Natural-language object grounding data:
§

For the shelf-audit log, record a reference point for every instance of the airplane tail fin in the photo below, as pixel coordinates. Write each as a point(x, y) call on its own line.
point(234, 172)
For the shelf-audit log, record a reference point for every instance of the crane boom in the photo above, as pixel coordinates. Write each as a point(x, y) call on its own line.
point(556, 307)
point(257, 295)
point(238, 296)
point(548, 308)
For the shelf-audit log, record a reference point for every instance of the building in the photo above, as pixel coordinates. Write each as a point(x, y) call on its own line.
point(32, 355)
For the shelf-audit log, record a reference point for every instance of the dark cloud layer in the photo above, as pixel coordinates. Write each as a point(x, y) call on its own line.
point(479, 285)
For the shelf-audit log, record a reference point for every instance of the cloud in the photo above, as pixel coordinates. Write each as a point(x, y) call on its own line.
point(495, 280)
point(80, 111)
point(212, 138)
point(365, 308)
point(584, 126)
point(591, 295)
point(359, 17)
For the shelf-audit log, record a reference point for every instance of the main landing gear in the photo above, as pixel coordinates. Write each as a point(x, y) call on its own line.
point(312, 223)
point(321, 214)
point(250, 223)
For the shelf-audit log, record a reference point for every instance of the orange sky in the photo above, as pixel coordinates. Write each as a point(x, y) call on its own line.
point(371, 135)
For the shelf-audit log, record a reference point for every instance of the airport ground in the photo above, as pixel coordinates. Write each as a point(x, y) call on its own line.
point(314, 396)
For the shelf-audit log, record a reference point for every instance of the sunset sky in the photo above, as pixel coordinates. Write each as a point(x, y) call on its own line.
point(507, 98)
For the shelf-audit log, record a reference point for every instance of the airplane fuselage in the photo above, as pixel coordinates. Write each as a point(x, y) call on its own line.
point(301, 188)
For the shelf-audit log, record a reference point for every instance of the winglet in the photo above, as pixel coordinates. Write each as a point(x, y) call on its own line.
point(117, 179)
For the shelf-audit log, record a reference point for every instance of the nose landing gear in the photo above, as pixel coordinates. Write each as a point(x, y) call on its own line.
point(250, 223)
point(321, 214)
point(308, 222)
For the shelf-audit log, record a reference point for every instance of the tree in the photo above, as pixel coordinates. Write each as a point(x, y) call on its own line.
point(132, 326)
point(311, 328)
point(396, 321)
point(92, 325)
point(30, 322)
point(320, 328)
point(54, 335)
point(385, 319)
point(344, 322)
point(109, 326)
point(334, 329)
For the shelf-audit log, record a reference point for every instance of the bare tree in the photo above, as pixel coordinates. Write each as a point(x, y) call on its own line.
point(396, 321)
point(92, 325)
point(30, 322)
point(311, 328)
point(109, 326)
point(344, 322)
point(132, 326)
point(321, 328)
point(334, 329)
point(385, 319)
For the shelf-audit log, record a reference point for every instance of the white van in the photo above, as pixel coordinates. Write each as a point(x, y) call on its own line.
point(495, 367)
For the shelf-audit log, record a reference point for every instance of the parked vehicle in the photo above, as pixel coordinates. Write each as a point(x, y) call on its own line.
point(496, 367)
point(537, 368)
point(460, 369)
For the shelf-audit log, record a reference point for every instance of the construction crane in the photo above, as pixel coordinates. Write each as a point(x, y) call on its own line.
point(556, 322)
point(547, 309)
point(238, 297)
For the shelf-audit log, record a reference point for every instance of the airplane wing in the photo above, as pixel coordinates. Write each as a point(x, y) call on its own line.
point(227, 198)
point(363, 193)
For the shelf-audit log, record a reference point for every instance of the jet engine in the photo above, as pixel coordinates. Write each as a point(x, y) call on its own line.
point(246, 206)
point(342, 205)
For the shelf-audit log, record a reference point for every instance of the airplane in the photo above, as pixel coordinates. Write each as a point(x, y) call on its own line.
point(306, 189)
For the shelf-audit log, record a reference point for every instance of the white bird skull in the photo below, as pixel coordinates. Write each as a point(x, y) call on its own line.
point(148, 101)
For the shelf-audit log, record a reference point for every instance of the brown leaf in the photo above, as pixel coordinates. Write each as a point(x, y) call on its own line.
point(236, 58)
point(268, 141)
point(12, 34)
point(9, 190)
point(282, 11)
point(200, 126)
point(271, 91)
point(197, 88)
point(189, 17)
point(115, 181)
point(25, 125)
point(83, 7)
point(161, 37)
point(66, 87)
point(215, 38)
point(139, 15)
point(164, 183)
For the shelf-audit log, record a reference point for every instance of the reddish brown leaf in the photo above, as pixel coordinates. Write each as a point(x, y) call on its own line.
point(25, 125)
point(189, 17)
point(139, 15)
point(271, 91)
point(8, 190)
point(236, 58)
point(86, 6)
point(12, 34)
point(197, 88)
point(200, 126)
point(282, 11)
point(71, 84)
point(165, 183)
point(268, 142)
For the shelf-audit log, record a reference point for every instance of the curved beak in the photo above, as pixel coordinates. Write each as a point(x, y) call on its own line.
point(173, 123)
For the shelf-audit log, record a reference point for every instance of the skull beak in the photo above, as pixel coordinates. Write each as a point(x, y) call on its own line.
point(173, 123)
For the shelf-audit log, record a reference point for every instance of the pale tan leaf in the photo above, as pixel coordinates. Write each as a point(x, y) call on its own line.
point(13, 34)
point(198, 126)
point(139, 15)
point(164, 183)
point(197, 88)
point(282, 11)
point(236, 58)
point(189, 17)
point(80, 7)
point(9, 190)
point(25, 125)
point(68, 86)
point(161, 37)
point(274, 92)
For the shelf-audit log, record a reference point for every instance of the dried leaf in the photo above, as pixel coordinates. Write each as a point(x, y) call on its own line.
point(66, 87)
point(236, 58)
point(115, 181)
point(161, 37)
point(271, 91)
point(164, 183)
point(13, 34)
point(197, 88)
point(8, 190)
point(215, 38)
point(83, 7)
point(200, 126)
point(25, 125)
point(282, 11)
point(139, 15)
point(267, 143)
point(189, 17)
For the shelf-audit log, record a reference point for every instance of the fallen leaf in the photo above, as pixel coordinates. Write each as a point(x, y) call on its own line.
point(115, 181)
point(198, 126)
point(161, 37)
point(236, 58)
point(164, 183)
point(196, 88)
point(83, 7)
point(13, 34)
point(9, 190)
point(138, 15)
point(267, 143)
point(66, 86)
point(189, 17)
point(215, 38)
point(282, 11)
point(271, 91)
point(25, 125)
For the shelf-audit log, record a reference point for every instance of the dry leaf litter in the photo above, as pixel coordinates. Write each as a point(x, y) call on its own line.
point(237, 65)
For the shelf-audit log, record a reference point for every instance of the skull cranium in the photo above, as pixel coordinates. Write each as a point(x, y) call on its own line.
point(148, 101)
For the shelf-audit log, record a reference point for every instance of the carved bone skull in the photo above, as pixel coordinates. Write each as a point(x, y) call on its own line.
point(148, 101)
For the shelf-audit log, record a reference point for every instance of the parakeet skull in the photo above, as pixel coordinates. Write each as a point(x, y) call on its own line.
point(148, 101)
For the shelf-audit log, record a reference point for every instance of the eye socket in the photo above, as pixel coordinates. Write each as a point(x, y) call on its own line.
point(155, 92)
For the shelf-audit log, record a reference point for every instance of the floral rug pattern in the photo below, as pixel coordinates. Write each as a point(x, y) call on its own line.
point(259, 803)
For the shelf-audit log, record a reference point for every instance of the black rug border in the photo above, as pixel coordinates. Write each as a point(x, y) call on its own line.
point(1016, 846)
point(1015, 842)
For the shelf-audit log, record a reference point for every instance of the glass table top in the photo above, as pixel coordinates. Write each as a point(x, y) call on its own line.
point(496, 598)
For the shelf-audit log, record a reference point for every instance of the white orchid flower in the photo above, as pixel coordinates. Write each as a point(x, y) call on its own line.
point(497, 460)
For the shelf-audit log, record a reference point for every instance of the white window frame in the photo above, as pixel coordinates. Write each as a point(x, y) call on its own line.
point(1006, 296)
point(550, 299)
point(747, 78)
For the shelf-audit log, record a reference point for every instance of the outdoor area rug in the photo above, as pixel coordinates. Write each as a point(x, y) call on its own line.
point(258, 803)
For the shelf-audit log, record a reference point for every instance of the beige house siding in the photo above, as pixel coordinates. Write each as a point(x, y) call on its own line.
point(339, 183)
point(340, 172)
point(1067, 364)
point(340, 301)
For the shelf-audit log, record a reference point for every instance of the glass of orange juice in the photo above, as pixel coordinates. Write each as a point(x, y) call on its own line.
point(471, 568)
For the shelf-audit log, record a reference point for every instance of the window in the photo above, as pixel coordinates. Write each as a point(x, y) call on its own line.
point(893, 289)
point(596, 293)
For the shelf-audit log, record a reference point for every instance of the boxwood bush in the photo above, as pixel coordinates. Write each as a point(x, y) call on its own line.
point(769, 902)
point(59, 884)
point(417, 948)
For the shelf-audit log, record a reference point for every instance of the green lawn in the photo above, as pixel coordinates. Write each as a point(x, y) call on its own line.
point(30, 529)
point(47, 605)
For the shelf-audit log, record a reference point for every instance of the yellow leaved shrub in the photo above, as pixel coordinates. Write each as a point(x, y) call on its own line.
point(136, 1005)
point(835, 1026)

§

> Action item
Write out exactly the final stretch of the records: the line containing "of the yellow" and every line after it, through the last, and nothing else.

> Solved problem
For the shelf-audit log, record a reference point for every instance of the yellow leaved shrub in the photo above, as pixel coordinates. Write each as a point(x, y) call on its own line.
point(136, 1005)
point(835, 1026)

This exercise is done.